▶ **Dataset entries**
--*--
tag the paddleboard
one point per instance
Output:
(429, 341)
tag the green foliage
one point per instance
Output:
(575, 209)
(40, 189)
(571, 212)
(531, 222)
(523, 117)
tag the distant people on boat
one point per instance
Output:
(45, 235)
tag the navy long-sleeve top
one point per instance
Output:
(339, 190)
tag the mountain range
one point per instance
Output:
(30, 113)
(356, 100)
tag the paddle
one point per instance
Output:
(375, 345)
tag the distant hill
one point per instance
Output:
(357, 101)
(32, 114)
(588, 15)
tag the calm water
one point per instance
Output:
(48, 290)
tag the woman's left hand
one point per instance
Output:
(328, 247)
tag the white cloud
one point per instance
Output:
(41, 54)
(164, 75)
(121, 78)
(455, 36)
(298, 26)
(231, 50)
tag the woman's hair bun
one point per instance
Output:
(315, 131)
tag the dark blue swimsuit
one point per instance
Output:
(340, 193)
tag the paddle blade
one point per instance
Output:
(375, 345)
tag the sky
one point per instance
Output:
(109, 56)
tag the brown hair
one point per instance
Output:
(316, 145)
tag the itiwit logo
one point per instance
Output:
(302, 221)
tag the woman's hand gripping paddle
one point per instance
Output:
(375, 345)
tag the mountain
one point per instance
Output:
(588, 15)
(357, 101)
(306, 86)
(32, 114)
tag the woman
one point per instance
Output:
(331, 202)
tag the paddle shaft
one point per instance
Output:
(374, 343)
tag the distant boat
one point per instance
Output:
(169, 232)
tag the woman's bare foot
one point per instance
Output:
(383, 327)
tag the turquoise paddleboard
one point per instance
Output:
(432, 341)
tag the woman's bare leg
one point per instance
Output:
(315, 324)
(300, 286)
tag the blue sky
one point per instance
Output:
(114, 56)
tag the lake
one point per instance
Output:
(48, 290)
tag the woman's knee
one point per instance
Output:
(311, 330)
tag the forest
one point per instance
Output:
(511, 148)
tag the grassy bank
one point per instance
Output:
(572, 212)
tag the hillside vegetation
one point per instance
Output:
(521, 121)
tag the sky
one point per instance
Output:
--*--
▶ **Requirement**
Copy every line of the material exactly, keeping all of it.

▶ **Expected answer**
tag the paddleboard
one point per instance
Output:
(429, 341)
tag the green foliage
one point per instance
Output:
(575, 209)
(40, 189)
(571, 212)
(531, 222)
(523, 117)
tag the distant people on boat
one point per instance
Output:
(45, 235)
tag the navy long-sleeve top
one point per instance
Output:
(339, 190)
tag the mountain range
one point per instance
Output:
(30, 113)
(356, 100)
tag the paddle
one point per instance
Output:
(375, 345)
tag the distant hill
one point per instance
Output:
(357, 101)
(32, 114)
(588, 15)
tag the calm water
one point per instance
Output:
(48, 290)
tag the woman's left hand
one point per instance
Output:
(328, 247)
tag the white cloud
one point per instance
Output:
(41, 54)
(164, 75)
(121, 78)
(455, 36)
(298, 26)
(231, 50)
tag the woman's hair bun
one point per instance
Output:
(315, 131)
tag the dark blue swimsuit
one point per instance
Output:
(340, 193)
tag the paddle blade
one point per instance
Output:
(375, 345)
tag the sky
one point per instance
Output:
(109, 56)
tag the brown hair
one point per instance
Output:
(316, 145)
tag the itiwit logo
one point per instance
Output:
(302, 221)
tag the woman's hand gripping paddle
one point per instance
Output:
(375, 345)
tag the mountain
one point per instance
Output:
(588, 15)
(357, 101)
(306, 86)
(32, 114)
tag the woman
one point per instance
Output:
(331, 202)
tag the paddle shaft
one point per instance
Output:
(374, 343)
tag the distant boat
one point per instance
Output:
(169, 232)
tag the woman's bare foot
one point per instance
Output:
(383, 327)
tag the turquoise paddleboard
one point per instance
Output:
(432, 341)
tag the woman's bare leg
one point per instance
Output:
(315, 324)
(300, 286)
tag the blue sky
one point per instance
Output:
(114, 56)
tag the lake
one point per instance
Output:
(48, 290)
tag the woman's knee
one point per instance
Output:
(311, 330)
tag the forest
one point per instance
Output:
(511, 148)
tag the grassy bank
one point per instance
Output:
(572, 212)
tag the hillside vegetation
one point per instance
Output:
(521, 121)
tag the sky
one point per instance
Output:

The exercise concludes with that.